She loved getting people to let loose, she says. “I guess they were like, ‘Well, damn, if the girl in the wheelchair is dancing, I have to dance.’”

the power of good design

Obert did graduate on time. She also earned a spot as an MIT master’s candidate in mechanical engineering—and a fellowship. Now taking classes and contemplating her thesis project, she is interested in using robotics to make daily life easier for people with or without disabilities. This passion had been sparked long before the injury, during a philosophy class her sophomore year.

The professor had questioned what it meant to be disabled, using the example of dyslexia. Back when most people didn’t read, dyslexia was not a handicap, Obert says. The discussion made her realize that it’s not the user—it’s the environment.

“If you don’t need someone to read, their dyslexia doesn’t matter,” she says. “If you don’t need someone to walk up stairs, then it doesn’t matter that they’re in a wheelchair … good design is going to make an environment in which people can succeed.”

After the injury, her faith in good design grew—as did as her frustration with bad design. “I guess when I became paralyzed and I started living in the world in a wheelchair, I realized that it’s not me that’s the problem here,” she says. “The problem is the way the world’s built.”

“I understand it costs money to change things, but it’s worth it so more people can participate in society,” she adds. “Making people feel included and not making people feel frustrated and upset is worth a lot more than some people think.”

------------

**Activities**
A: Output everything in the passage on good design from "the power of" down to "user—it’s the environment.".
B: Answer these questions using the passage on good design:
(i) What field is Obert studying as an MIT master's candidate?
(ii) Which condition did the professor use as an example when asking what it meant to be disabled?
(iii) After she started living in the world in a wheelchair, what did Obert decide the problem was?
The data that comes next has no connection to the passage on good design.

Stored data entries

------------

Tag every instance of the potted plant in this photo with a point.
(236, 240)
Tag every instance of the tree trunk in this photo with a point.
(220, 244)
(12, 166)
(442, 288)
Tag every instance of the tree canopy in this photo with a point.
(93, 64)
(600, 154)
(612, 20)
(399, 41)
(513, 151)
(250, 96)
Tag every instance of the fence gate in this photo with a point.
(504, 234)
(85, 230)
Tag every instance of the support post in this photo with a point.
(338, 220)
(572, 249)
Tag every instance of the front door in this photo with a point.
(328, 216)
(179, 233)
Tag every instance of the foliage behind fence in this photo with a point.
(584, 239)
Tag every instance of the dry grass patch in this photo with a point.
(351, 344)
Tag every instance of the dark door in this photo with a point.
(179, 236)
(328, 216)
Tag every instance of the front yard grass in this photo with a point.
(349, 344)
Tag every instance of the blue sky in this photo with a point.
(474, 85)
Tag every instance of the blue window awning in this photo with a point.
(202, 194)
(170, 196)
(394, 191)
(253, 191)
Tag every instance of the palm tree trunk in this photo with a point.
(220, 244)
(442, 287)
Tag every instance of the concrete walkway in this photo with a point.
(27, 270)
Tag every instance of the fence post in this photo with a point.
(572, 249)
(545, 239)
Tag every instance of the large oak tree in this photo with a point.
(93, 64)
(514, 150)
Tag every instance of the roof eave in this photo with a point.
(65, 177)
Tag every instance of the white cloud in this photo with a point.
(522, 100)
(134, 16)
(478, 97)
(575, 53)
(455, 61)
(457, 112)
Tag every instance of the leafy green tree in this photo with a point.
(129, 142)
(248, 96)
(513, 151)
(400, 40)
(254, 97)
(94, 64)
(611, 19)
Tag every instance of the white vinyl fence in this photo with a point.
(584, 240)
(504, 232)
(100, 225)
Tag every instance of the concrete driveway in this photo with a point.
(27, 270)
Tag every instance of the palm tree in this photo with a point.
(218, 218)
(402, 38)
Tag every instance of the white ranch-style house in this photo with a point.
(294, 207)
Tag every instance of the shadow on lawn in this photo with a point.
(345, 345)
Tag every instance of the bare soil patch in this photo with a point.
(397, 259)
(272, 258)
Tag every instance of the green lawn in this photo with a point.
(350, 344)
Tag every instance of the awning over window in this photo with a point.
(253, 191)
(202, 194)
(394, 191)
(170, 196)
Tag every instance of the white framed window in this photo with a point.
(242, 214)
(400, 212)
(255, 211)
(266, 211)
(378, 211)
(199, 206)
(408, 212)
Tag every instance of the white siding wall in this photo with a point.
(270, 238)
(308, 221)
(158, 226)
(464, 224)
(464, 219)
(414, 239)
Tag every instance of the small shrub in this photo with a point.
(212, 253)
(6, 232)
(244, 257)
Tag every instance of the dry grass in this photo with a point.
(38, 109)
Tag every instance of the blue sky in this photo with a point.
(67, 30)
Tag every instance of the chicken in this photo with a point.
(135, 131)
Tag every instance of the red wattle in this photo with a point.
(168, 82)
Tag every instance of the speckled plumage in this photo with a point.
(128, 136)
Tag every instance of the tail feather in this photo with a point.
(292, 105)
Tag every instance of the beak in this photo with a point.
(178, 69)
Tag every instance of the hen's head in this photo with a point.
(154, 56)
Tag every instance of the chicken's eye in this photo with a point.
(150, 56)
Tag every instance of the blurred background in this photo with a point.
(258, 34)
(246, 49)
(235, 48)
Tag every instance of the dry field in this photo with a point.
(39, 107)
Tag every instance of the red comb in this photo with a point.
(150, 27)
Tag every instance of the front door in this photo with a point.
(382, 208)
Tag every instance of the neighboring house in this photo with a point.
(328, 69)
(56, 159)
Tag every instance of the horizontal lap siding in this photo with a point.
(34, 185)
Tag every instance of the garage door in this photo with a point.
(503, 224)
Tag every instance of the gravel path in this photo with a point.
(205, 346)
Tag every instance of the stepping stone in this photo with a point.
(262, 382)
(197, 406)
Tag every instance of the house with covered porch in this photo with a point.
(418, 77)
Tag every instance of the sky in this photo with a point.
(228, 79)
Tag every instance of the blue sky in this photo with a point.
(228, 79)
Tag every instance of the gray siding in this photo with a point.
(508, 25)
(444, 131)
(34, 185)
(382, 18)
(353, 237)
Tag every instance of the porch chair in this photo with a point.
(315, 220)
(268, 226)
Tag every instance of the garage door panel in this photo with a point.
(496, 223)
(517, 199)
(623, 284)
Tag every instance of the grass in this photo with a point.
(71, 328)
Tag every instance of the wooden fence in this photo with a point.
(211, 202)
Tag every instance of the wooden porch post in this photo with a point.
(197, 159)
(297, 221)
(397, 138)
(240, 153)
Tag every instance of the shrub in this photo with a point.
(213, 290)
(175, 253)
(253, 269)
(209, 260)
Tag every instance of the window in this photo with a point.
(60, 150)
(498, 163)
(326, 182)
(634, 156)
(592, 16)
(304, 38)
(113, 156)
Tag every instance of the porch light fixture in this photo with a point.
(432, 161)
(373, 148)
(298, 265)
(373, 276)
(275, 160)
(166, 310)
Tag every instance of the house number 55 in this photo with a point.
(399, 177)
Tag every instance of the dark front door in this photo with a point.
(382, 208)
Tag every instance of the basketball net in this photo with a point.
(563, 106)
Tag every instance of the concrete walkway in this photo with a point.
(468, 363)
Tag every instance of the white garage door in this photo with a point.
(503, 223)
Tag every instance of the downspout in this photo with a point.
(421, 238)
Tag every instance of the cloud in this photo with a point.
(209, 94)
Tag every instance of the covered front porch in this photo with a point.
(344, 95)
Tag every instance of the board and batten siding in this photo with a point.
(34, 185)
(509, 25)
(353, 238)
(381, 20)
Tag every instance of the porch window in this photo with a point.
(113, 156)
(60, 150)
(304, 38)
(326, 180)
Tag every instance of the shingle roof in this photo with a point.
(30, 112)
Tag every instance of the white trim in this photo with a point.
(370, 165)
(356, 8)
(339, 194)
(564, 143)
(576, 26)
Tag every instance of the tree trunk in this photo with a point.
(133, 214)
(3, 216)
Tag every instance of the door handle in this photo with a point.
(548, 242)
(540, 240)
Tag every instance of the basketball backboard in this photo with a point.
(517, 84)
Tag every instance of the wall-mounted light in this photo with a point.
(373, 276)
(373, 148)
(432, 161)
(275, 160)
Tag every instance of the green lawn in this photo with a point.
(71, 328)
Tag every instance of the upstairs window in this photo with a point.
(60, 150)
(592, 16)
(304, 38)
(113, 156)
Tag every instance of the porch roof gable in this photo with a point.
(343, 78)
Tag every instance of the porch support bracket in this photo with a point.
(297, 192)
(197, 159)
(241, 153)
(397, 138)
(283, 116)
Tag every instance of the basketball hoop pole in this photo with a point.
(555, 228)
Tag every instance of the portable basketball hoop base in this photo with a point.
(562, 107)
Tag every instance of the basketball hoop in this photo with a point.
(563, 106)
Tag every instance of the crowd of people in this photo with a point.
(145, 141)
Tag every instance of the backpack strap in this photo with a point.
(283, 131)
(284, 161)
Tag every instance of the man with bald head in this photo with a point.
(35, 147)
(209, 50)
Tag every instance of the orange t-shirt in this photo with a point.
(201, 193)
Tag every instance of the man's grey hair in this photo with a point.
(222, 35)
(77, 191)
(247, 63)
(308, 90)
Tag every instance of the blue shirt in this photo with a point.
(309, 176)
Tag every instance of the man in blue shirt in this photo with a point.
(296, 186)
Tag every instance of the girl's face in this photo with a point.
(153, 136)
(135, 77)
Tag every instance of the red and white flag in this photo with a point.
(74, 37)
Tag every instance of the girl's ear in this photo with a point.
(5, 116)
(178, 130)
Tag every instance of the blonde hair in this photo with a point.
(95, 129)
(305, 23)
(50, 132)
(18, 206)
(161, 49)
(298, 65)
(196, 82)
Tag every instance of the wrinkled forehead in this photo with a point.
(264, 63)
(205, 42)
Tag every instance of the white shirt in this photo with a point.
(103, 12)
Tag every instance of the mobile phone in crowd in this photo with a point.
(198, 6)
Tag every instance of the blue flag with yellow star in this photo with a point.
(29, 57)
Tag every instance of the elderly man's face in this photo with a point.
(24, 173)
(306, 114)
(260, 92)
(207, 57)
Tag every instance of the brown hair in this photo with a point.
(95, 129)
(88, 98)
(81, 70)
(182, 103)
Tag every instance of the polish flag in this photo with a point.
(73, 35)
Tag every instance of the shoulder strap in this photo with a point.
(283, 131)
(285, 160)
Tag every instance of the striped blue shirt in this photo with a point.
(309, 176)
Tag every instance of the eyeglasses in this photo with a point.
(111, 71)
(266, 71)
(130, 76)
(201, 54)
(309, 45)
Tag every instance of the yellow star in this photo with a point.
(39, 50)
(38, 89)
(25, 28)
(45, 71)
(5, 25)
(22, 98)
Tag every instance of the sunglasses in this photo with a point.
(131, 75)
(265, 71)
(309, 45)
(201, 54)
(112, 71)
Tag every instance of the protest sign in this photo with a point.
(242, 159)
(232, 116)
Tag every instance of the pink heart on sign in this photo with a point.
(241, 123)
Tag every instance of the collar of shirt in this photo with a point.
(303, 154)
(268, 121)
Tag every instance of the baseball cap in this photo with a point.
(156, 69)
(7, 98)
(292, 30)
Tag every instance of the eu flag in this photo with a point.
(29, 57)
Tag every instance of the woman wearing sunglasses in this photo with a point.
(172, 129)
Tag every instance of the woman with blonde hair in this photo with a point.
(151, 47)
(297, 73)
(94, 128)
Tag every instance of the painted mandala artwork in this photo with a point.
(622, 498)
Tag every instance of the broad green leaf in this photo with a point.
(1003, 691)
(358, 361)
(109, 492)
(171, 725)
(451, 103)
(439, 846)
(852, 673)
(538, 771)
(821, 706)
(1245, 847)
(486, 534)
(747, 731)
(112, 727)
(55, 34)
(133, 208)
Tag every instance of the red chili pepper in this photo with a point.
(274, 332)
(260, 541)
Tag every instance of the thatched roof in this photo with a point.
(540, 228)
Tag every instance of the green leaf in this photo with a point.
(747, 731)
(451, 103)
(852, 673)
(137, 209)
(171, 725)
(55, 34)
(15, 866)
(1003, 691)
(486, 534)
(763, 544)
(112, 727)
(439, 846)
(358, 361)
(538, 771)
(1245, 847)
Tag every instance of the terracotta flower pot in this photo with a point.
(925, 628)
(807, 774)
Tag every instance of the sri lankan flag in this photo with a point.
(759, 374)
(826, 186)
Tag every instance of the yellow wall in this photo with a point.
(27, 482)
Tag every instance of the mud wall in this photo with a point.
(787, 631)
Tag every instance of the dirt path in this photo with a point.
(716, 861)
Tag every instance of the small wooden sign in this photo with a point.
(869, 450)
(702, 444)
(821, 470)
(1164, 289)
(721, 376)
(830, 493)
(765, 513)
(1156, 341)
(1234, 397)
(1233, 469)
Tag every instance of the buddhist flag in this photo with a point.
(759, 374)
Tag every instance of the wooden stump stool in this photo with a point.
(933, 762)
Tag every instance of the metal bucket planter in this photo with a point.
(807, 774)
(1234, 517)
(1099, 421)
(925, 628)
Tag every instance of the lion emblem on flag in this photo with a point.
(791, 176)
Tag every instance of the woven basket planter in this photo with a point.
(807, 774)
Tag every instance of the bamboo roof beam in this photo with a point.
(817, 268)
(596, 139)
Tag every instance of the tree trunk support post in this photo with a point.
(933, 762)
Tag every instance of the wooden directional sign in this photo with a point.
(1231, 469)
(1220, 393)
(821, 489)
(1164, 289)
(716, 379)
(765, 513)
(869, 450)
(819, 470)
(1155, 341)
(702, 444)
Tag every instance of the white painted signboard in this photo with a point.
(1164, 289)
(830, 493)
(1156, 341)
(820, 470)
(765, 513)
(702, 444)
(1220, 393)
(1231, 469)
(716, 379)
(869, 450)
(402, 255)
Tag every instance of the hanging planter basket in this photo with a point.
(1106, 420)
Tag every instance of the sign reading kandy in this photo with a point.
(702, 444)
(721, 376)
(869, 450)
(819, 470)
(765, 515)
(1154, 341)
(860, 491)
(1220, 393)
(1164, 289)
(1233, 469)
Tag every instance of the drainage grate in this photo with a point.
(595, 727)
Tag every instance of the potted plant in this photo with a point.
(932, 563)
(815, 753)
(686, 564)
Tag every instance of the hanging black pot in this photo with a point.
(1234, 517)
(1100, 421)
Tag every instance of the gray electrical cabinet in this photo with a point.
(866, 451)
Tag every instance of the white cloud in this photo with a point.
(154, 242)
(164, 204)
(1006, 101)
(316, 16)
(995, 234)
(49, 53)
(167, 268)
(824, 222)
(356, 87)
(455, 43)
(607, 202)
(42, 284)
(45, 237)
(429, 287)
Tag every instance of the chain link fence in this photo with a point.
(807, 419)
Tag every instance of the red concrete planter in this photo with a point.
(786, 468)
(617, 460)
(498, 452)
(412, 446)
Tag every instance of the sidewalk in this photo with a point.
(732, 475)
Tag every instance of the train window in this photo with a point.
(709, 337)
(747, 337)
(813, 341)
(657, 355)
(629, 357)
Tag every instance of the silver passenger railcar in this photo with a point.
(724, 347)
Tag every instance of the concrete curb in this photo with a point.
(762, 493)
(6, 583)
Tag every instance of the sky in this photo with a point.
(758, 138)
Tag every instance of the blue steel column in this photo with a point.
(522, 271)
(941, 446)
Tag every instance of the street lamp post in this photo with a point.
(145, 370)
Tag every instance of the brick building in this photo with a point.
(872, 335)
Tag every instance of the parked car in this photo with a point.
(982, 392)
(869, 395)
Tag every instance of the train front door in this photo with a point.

------------

**Task-by-task outputs**
A:
the power of good design

Obert did graduate on time. She also earned a spot as an MIT master’s candidate in mechanical engineering—and a fellowship. Now taking classes and contemplating her thesis project, she is interested in using robotics to make daily life easier for people with or without disabilities. This passion had been sparked long before the injury, during a philosophy class her sophomore year.

The professor had questioned what it meant to be disabled, using the example of dyslexia. Back when most people didn’t read, dyslexia was not a handicap, Obert says. The discussion made her realize that it’s not the user—it’s the environment.

B:
(i) Mechanical engineering.
(ii) Dyslexia.
(iii) The way the world's built.